The listing below holds a line with "Every instance of the shoulder" and a later line with "Every instance of the blurred". Write out those two lines and every line between them, exactly, and nothing else.

__ENTRIES SHOWN__.
== Segment start ==

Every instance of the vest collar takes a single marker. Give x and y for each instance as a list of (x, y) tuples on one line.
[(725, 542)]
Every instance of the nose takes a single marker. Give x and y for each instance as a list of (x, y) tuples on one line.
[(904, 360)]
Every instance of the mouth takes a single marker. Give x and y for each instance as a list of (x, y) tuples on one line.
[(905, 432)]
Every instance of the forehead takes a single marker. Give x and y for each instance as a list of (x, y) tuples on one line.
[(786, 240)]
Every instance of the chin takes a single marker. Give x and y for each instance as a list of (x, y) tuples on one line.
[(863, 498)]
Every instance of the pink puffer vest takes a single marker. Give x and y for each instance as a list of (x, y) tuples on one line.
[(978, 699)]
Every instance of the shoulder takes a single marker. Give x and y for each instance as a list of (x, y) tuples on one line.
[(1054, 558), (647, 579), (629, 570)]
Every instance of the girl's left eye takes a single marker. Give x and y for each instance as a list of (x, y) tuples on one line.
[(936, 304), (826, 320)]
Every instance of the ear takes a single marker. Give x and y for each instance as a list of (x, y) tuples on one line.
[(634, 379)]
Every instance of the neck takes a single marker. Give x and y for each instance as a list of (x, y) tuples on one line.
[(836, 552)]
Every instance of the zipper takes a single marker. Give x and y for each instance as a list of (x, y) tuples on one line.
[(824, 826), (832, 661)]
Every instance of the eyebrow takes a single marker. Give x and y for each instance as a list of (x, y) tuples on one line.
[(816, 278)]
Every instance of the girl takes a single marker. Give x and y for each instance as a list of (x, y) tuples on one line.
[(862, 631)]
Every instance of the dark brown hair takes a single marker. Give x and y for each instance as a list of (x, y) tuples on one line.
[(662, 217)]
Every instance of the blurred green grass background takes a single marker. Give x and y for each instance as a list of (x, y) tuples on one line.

== Segment end ==
== Segment start ==

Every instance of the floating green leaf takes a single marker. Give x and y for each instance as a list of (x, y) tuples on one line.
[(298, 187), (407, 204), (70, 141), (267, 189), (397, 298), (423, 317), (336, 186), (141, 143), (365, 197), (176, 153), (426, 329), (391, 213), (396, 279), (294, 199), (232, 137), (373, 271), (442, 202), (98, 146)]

== Segment end ==

__SOLUTION FOR THIS TASK__.
Every instance of the shoulder takes a single marker. Give x and y for each instance as a list of (x, y) tuples on one line.
[(1054, 558), (647, 579), (629, 570)]
Every instance of the girl's left eye takes a single marker. Give x and y for each instance as a list of (x, y) tuples on one line.
[(936, 304), (826, 320)]
Every instance of the ear takes a single marker. Give x and y for each instance as a list of (x, y) tuples on one line.
[(634, 379)]
Every instance of the neck takes a single marker. Give x and y for each instance as a list of (x, y) tuples on one line.
[(836, 552)]
Every instance of the zipper takes a single marker. Give x and y for each instance as a list of (x, y) tuples on one line.
[(824, 826), (832, 661)]
Every instance of the eyebrow takes a single marker. Give x and y for each instance as a list of (x, y) tuples on one line.
[(816, 278)]
Every instance of the girl takes a single marker. Give x and y for each instance as a list of (x, y) tuples on one line.
[(862, 631)]
Every instance of the dark brown hair takes a single marker. Give x and y for each instance as a list of (x, y) tuples on one line.
[(662, 217)]
Every instance of the blurred green grass background takes a single marker. Give x and y for each instance as a list of (x, y) tuples on one line.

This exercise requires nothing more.